▶ **Text**
Producer-Consumer Problem

COMP124 Lectures

A producer process and a consumer process communicate via a buffer.

  • Producer Cycle:
    1. Produce item.
    2. Deposit in buffer.
  • Consumer Cycle:
    1. Extract item from buffer.
    2. Process the item.

There can be many producers and consumers, sometimes in a chain.

Issues

We have to ensure that:

  • Producer cannot put items in a full buffer.
  • Consumer cannot extract items from buffer if it is empty.
  • Buffer is not accessed by two thread simultaneously.

Implementation

Main Thread

public class Prodcon
{
	public static void main (String args[])
	{ // Create buffer, producer & consumer
		Buffer b = new Buffer();
		Producer p = new Producer(b);
		Consumer c = new Consumer(b);
		p.start(); c.start();
		...
	}
}

Producer and Consumer Classes

class Producer extends Thread {
private Buffer b;
	public Producer (Buffer buf) {
		b = buf;
	}
	public void run() {
		int m;
		...
		b.insert(m);
		...
	}
}

Consumer is similar, but calls n = b.remove()

Buffer Class With Semaphore

class Buffer {
	private int v;
	private volatile boolean empty=true;
	
	public void insert (int x) {
		while (!empty)
			; // null loop
		empty = false;
		v = x;
	}
	public int remove() {
	while (empty)
		; // null loop
	empty = true;
	return (v);
	}
}
  • The empty boolean tells us if the buffer is empty or not.
    • volatile ensures the computer will re-load the variable each time it is tested, rather than transferring it to a register.

      This says that the value could change without the compiler being aware.

  • A producer will wait while the buffer is full. A consumer will wait while it is empty.
    • Busy waiting (spinlock)
    • This simulates the wait operation.
  • Busy waiting is inefficient
    • A thread or process does nothing useful while it has the CPU.
    • Spinlocks are useful only in a multiprocessor situation when expected wait time is very short.

Yielding

It may be more efficient for a waiting thread or process to relinquish control of the CPU:

public void insert (int x) {
	while(!empty)
		Thread.yield();
	empty = false;
	v = x;
}

The yield() call tells the JVM that the thread is willing to give up the CPU.

  • The JVM might ignore it depending on the implementation.
    • This is why it is in a while loop so that !empty is tested many times.
  • It is non-deterministic and platform dependant.

▶ **Dataset content**
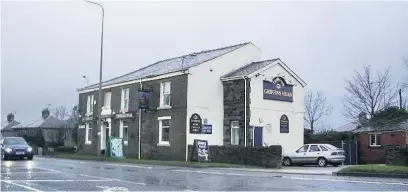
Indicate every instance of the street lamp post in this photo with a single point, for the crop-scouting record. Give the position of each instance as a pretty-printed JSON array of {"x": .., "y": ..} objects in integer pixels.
[{"x": 99, "y": 109}]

▶ **Objective**
Extract everything in the producer-consumer lecture notes from "It may be more" down to "on the implementation.", and reproduce that passage word for word.

▶ **Task response**
It may be more efficient for a waiting thread or process to relinquish control of the CPU:

public void insert (int x) {
	while(!empty)
		Thread.yield();
	empty = false;
	v = x;
}

The yield() call tells the JVM that the thread is willing to give up the CPU.

  • The JVM might ignore it depending on the implementation.